CONSIGNE ÉCRITE 1:
Dans l'extrait fourni, recopiez le passage allant de « Pourquoi cette montée » jusqu'à « de leur histoire. » en remplaçant « Vladimir Poutine » par « le président russe ».
CONSIGNE ÉCRITE 2:
D'après l'extrait sur les relations entre la Russie et l'Occident, quelle période de nombreux Russes jugent-ils comme la pire de leur histoire ?
CONSIGNE ÉCRITE 3:
Donnez la suite du texte sur les relations entre la Russie et l'Occident, en partant de sa dernière phrase.

A l'époque, aussi âpre que fût la confrontation des deux blocs, il y avait des règles et ce qu'on a appelé l'équilibre de la terreur. Maintenant, il y a une tendance à croire à ses propres mensonges, loin de tout calcul prévisible des effets d'une stratégie. Concrètement, tout se passe désormais comme si la propagande avait totalement entamé la lucidité des protagonistes. Le contact est coupé entre la Russie et l'Occident. Les Anglais sont manifestement entrés dans une logique d'escalade. Et les sanctions ne produisent pas les effets qu'ils en escomptent. Partant, les pires dérapages sont possibles, et la montée de la tension incontrôlée en Syrie pourrait déclencher une guerre difficilement maîtrisable.

Pourquoi cette montée aux extrêmes de la part des Russes ?

Vous dites "montée aux extrêmes"... Mais attention : c'est la perception occidentale... Je serais, pour ma part, beaucoup plus prudent dans la formulation des choses. Disons que Vladimir Poutine a commencé de construire son destin, à partir du tournant de 2007, sur un double constat : d'abord, le rejet par l'opinion publique russe de la période précédente - celle de la présidence Eltsine, jugée par de nombreux Russes comme la pire période de leur histoire.

LIGNES ENREGISTRÉES:
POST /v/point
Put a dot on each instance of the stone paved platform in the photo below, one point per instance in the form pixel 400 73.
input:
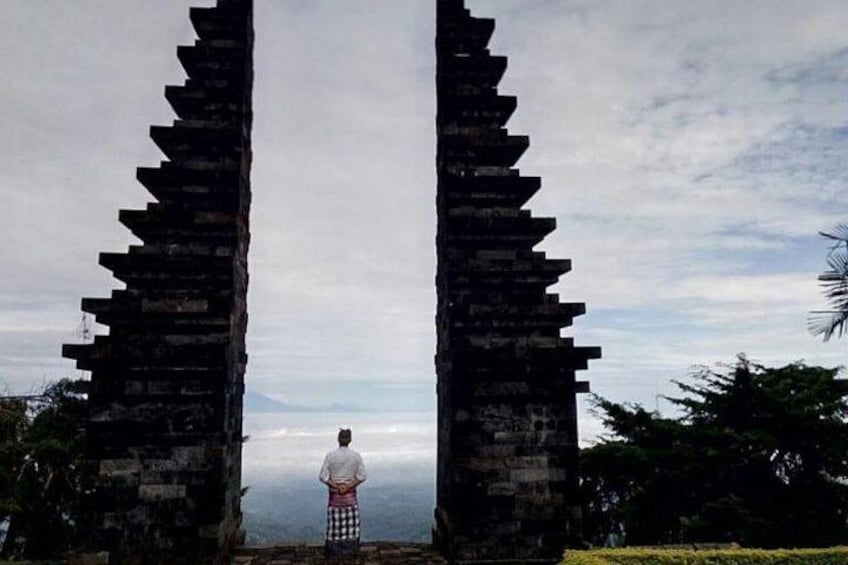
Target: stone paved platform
pixel 379 553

RÉSULTAT 1:
Pourquoi cette montée aux extrêmes de la part des Russes ?

Vous dites "montée aux extrêmes"... Mais attention : c'est la perception occidentale... Je serais, pour ma part, beaucoup plus prudent dans la formulation des choses. Disons que le président russe a commencé de construire son destin, à partir du tournant de 2007, sur un double constat : d'abord, le rejet par l'opinion publique russe de la période précédente - celle de la présidence Eltsine, jugée par de nombreux Russes comme la pire période de leur histoire.

RÉSULTAT 2:
La période de la présidence Eltsine.

RÉSULTAT 3:
Et comme trop marquée par l'influence occidentale...

Absolument, c'est une analyse très répandue en Russie ! Il faut toujours repartir des perceptions, elles sont déterminantes. Ensuite, Poutine a saisi aussi très précocement que l'opinion russe voulait une revanche sur l'Occident ; il n'a fait que "surfer" sur cette aspiration, indissociable de la nostalgie de l'Union soviétique, de son immensité tellurique. Le coup de force sur la Crimée, il y a quatre ans, l'a rendu très populaire. Et l'Occident, avec les sanctions, l'a en fait renforcé. La crise actuelle renforce Poutine. Dans ma vie de diplomate, je n'ai jamais vu la paix si fragilisée.